Stored records:
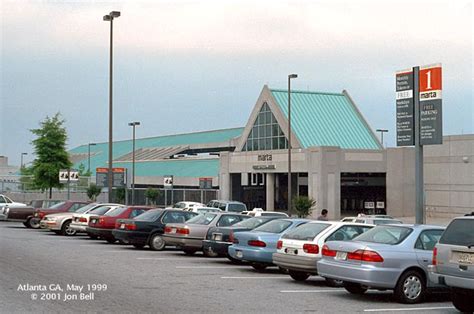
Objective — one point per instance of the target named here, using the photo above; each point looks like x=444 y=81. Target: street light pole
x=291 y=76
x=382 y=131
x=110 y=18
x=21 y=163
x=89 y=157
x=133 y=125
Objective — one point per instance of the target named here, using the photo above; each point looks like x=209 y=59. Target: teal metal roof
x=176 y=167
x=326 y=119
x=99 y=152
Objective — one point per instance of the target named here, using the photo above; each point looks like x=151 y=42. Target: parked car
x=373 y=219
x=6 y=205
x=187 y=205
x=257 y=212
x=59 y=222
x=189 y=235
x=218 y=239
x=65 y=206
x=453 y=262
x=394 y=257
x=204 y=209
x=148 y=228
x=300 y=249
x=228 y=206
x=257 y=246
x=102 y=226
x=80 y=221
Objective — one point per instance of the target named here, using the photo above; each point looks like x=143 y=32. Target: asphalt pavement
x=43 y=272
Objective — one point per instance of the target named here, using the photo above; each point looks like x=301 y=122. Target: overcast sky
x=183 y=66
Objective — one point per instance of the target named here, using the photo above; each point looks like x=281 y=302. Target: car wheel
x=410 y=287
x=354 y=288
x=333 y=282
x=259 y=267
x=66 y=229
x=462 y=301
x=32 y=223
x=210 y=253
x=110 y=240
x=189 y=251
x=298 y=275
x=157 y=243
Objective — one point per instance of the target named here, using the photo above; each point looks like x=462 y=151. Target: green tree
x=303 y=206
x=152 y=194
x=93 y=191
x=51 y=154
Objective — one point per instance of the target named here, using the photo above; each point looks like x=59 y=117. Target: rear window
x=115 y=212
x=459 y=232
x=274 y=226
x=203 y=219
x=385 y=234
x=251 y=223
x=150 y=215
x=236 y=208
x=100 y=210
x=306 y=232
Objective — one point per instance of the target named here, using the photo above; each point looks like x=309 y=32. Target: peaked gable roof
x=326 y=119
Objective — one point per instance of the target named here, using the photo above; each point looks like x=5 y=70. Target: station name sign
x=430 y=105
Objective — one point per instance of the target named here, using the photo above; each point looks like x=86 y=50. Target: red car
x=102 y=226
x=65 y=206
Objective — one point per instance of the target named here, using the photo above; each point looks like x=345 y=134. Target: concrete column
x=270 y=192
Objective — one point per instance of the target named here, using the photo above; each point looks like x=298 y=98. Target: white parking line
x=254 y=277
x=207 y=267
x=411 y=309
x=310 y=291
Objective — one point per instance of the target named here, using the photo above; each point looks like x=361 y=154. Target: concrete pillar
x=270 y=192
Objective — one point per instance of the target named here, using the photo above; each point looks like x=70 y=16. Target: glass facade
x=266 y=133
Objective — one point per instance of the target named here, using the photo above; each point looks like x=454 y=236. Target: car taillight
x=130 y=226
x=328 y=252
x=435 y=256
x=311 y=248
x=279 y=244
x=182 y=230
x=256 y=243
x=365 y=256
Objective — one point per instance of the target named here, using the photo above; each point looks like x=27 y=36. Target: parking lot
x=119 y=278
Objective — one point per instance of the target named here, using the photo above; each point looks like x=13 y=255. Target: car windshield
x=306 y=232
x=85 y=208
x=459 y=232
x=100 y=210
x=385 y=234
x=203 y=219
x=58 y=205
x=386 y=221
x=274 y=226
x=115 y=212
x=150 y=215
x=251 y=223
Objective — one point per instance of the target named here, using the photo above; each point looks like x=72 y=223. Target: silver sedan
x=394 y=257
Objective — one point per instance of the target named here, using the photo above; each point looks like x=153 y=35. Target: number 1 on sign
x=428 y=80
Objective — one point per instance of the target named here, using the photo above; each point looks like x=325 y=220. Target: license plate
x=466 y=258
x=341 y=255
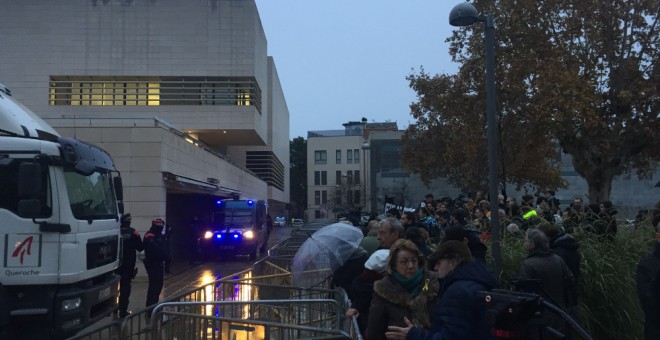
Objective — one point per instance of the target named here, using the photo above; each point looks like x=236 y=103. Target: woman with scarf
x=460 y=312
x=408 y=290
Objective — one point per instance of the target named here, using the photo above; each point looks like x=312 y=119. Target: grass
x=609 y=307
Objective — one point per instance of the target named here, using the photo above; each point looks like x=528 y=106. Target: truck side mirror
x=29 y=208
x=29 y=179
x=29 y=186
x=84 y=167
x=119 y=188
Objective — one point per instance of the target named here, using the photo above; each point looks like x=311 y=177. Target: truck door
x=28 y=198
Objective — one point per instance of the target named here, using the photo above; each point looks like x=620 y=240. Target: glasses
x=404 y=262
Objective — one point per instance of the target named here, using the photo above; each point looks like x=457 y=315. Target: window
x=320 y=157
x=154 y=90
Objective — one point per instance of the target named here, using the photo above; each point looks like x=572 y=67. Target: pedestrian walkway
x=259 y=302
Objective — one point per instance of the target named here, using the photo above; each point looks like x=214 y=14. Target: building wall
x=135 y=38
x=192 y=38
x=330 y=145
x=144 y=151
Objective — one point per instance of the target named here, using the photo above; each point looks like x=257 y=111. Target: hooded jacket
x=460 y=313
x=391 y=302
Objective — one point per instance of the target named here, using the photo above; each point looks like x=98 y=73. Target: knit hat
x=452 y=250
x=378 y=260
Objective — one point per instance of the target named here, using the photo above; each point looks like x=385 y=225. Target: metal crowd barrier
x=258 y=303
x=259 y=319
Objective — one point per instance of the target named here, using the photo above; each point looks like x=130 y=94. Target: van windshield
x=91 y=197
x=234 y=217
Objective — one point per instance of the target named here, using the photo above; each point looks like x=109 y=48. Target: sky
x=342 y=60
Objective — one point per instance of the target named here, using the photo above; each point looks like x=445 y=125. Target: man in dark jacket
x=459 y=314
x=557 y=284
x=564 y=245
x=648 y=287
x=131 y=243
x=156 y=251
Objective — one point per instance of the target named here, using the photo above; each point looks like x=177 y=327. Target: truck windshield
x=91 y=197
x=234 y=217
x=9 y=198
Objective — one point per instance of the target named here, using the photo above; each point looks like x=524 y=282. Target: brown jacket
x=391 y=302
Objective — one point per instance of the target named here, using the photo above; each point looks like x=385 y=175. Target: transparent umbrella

The problem
Your copy should match the data exactly, apart from the images, which are dropped.

Task result
Objective — one point per instance of the target named here, using the photo above; each point looks like x=444 y=81. Target: street light pole
x=291 y=76
x=382 y=131
x=110 y=18
x=21 y=163
x=89 y=157
x=133 y=125
Objective — one point per instance of the target named here, using the photo above; each point looks like x=209 y=59. Target: teal metal roof
x=176 y=167
x=326 y=119
x=99 y=152
Objective — one point per instance of the target named here, using the photo above; each point looks like x=151 y=42. Target: parked car
x=373 y=219
x=6 y=205
x=187 y=205
x=257 y=212
x=59 y=222
x=189 y=235
x=218 y=239
x=65 y=206
x=453 y=262
x=394 y=257
x=204 y=209
x=148 y=228
x=300 y=249
x=228 y=206
x=257 y=246
x=102 y=226
x=80 y=221
Objective — one point per instance of the target named here, using the photo above; each point looks like x=143 y=32. Target: asphalt pavement
x=43 y=272
Objective — one point per instance of the target named here, using the photo above; each point looks like x=301 y=122. Target: overcast sky
x=183 y=66
Objective — one point per instance of the target named here, using the photo above; each point looks like x=281 y=302. Target: car wheel
x=410 y=287
x=354 y=288
x=333 y=282
x=259 y=267
x=66 y=229
x=462 y=301
x=32 y=223
x=210 y=253
x=110 y=240
x=189 y=251
x=298 y=275
x=157 y=243
Objective — one point per instance of the target named here, using the photo above; each point looks like x=462 y=151. Target: green tree
x=303 y=206
x=152 y=194
x=93 y=191
x=51 y=154
Objective — one point per instance of the target named here, using the photo above; each point looks like x=59 y=117. Target: rear window
x=115 y=212
x=459 y=232
x=274 y=226
x=203 y=219
x=385 y=234
x=251 y=223
x=150 y=215
x=236 y=208
x=100 y=210
x=306 y=232
Objective — one point per instance of the target named here, using the photo above; each point looks like x=309 y=32. Target: peaked gable roof
x=326 y=119
Objective — one point per instance of the target named here, using the photo above; each point looks like x=5 y=70. Target: station name sign
x=430 y=105
Objective — one point per instance of the target named here, using the photo above; each point looks like x=86 y=50. Target: red car
x=102 y=226
x=65 y=206
Objective — one point per instance of the target named here, using the photo above; each point looks like x=345 y=134. Target: concrete column
x=270 y=192
Objective — one point per instance of the target named here, using the photo above; each point looks like x=298 y=98. Target: white parking line
x=254 y=277
x=207 y=267
x=411 y=309
x=310 y=291
Objective — one point per instance of the target named here, using the photo above; each point looks like x=361 y=154. Target: concrete pillar
x=270 y=192
Objective — one point per instance of the target named here, using the photo above; each point looks like x=70 y=16. Target: glass facade
x=266 y=133
Objective — one point per instance of the target named here, using the photo above; each point looks like x=454 y=236. Target: car taillight
x=130 y=226
x=328 y=252
x=435 y=256
x=311 y=248
x=279 y=244
x=182 y=230
x=256 y=243
x=365 y=256
Objective — one point per instance of the target named here, using the photo above; each point looks like x=27 y=36. Target: parking lot
x=119 y=278
Objective — one point per instance of the target named here, using the photo above; each point looks like x=13 y=255. Target: car windshield
x=306 y=232
x=85 y=208
x=459 y=232
x=100 y=210
x=385 y=234
x=203 y=219
x=58 y=205
x=386 y=221
x=274 y=226
x=115 y=212
x=150 y=215
x=251 y=223
Objective — one point per instance of the target named here, using the photo above; each point looks like x=72 y=223. Target: silver sedan
x=394 y=257
Objective — one point per instance of the target named here, using the photo above; each point looks like x=153 y=35. Target: number 1 on sign
x=428 y=80
Objective — one point per instance of the target named here, using the photo above; each point looks like x=325 y=220. Target: license plate
x=466 y=258
x=341 y=255
Objective — one point per instance of the target named here, using the photo above; each point looks like x=236 y=103. Target: woman with scarf
x=460 y=312
x=408 y=290
Objective — one point per instance of the target named here, using the photo above; each point looks like x=312 y=119. Target: grass
x=609 y=307
Objective — one point per instance of the target named here, using the photo above; each point looks like x=528 y=106. Target: truck side mirror
x=29 y=208
x=29 y=179
x=29 y=186
x=84 y=167
x=119 y=188
Objective — one point per instance of the target named here, using the photo above; each point looks like x=311 y=177. Target: truck door
x=28 y=198
Objective — one point per instance of the target named here, using the photo above; each point looks like x=620 y=240. Target: glasses
x=404 y=262
Objective — one point per instance of the target named here, using the photo above; each point looks like x=457 y=315. Target: window
x=320 y=157
x=154 y=90
Objective — one point per instance of the target named here, using the photo above; each point looks like x=572 y=67. Target: pedestrian walkway
x=259 y=302
Objective — one point per instance of the target named here, using the photo above; each point looks like x=214 y=14. Target: building wall
x=135 y=38
x=192 y=38
x=330 y=145
x=144 y=151
Objective — one point per instance of the target named here, using the photo above; each point looks like x=257 y=111. Target: hooded jacket
x=460 y=313
x=391 y=302
Objective — one point per instance of the target named here, using the photo above; each point looks like x=98 y=73. Target: knit hat
x=452 y=250
x=378 y=260
Objective — one point per instance of the target named here, using the photo above; each point looks like x=385 y=225. Target: metal crowd barrier
x=258 y=303
x=259 y=319
Objective — one point per instance of the target named here, using the photo above; each point looks like x=130 y=94. Target: van windshield
x=91 y=197
x=234 y=217
Objective — one point per instance of the target named here, using the photo above; each point looks like x=109 y=48. Target: sky
x=342 y=60
Objective — one point per instance of the target named here, using the photo above; each point looks like x=445 y=125. Target: man in dark jacket
x=459 y=314
x=557 y=284
x=564 y=245
x=648 y=287
x=131 y=243
x=156 y=251
Objective — one point per instance of the target named here, using the photo above; each point looks like x=177 y=327. Target: truck windshield
x=91 y=197
x=234 y=217
x=9 y=198
Objective — one point per instance of the target named here, using the photo above; each point looks like x=524 y=282. Target: brown jacket
x=391 y=302
Objective — one point per instance of the target named here, using the photo above; each point looks like x=385 y=175. Target: transparent umbrella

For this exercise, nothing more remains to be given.